#### Task objective:
Reproduce the following records verbatim, line for line, omitting the pictures from your answer.

[Records pointing to named objects]
==========

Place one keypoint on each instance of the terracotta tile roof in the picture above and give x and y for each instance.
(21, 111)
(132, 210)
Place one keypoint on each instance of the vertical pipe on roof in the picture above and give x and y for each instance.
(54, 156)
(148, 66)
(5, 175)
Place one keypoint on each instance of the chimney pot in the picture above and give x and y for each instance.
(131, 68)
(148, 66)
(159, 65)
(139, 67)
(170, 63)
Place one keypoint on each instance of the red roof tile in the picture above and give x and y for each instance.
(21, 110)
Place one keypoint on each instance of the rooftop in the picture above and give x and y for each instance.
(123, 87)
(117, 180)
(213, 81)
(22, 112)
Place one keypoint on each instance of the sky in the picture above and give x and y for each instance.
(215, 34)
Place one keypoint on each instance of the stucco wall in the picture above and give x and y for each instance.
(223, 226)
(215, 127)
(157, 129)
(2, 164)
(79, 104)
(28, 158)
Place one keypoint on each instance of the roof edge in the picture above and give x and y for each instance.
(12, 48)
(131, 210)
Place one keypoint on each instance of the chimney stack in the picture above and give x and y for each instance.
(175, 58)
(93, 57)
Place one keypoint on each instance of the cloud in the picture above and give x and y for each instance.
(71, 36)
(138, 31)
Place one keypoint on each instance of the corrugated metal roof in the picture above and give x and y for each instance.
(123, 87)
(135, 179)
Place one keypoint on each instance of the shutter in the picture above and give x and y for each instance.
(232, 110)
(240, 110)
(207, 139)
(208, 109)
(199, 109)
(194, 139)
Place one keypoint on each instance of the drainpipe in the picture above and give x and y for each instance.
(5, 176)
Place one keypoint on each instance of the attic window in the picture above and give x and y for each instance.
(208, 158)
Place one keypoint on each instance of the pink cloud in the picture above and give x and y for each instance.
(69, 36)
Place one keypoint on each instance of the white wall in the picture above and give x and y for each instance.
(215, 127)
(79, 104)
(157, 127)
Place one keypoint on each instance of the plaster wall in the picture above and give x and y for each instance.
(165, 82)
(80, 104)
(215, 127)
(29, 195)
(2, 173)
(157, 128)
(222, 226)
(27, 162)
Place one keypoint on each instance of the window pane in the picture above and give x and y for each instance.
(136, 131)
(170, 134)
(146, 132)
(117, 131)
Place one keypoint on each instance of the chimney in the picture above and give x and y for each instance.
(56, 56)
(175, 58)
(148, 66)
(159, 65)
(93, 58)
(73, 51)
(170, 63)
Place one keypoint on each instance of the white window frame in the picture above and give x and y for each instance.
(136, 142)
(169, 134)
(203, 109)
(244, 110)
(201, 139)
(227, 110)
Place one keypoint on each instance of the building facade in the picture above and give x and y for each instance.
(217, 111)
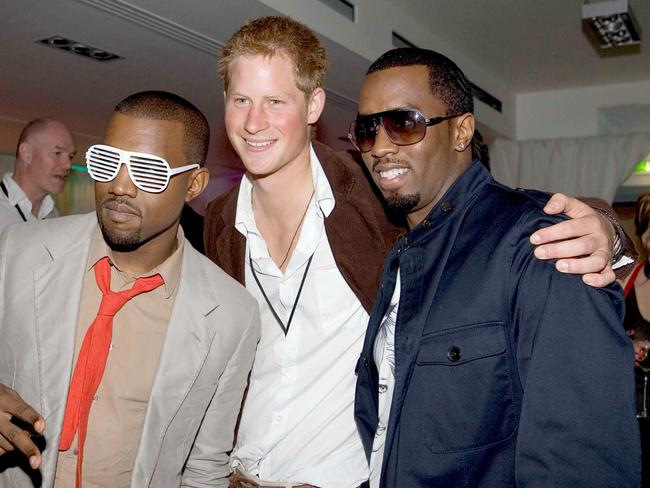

==========

#### Response:
Place one keypoint on each instance of the terracotta tile roof in the picture above and give x and y for each instance.
(21, 111)
(132, 210)
Place one keypoint on each instance of the vertical pipe on roof in the picture above and give x and y for each instance.
(54, 156)
(148, 66)
(5, 175)
Place one keypoint on each instance of the chimney pot in the picture above and give x and y for each instance.
(131, 68)
(148, 66)
(159, 65)
(139, 67)
(170, 63)
Place one keypoint on each instance of the red roof tile in the picture above and give x and y for each instance.
(21, 110)
Place one keypoint on each instance of the rooftop in the picture above and give x and y for each instance.
(123, 87)
(117, 180)
(213, 81)
(22, 112)
Place one keypoint on each instance of the sky in the picture above and give x and y for each instance.
(215, 34)
Place one keypoint on each instance of the stucco wall in the picture above and give x and y for each instance.
(223, 226)
(215, 127)
(157, 129)
(2, 164)
(79, 104)
(28, 158)
Place one keypoint on each instance of the roof edge in the picture above and give x and y for each instance.
(12, 48)
(131, 210)
Place one keypoint on each instance of the chimney stack in the picture above and give x and y for each instance.
(175, 58)
(93, 57)
Place one keypoint on each instance of the cloud in the picture above and give x and y for each instance.
(71, 36)
(138, 31)
Place one keypoint on each instance of the corrugated metal roof in the picture above and give x and y for each instance.
(123, 87)
(135, 179)
Place one keypoint on each instance of the shutter in the picture above and give x and y for each instance.
(232, 110)
(240, 110)
(207, 139)
(208, 109)
(199, 109)
(194, 139)
Place one keypoint on each instance of the drainpipe in the picture above and give x and y for each instance.
(5, 176)
Place one keypoint on each instance of the attic window in the picture above and give x and y for each instance.
(208, 158)
Place one keypoint on each instance of the pink cloud in the picture above and give x and y for each instance.
(69, 36)
Place one keypoint on each instance of the white wall in the picture above and give x and y for each instance.
(215, 127)
(79, 104)
(157, 127)
Place one keypoint on each instance of the plaster wall in the picture above and give x and y for each instance.
(165, 82)
(80, 104)
(215, 127)
(29, 195)
(2, 173)
(157, 128)
(222, 226)
(27, 162)
Place one keypoint on each instance of the window pane in the picture above and give x and y for each instance.
(136, 131)
(170, 134)
(146, 132)
(117, 131)
Place one keypoint on each instance of the chimney in the picture above and give x and y for each instance.
(56, 56)
(175, 58)
(148, 66)
(159, 65)
(93, 58)
(73, 51)
(170, 63)
Place one keypoint on each instance of the white window frame in the picture above and give x and y for each instance.
(136, 142)
(169, 134)
(203, 109)
(244, 110)
(201, 139)
(227, 110)
Place one keypoint on each instance of the building facade in the picture above and give x and y for each instance.
(217, 111)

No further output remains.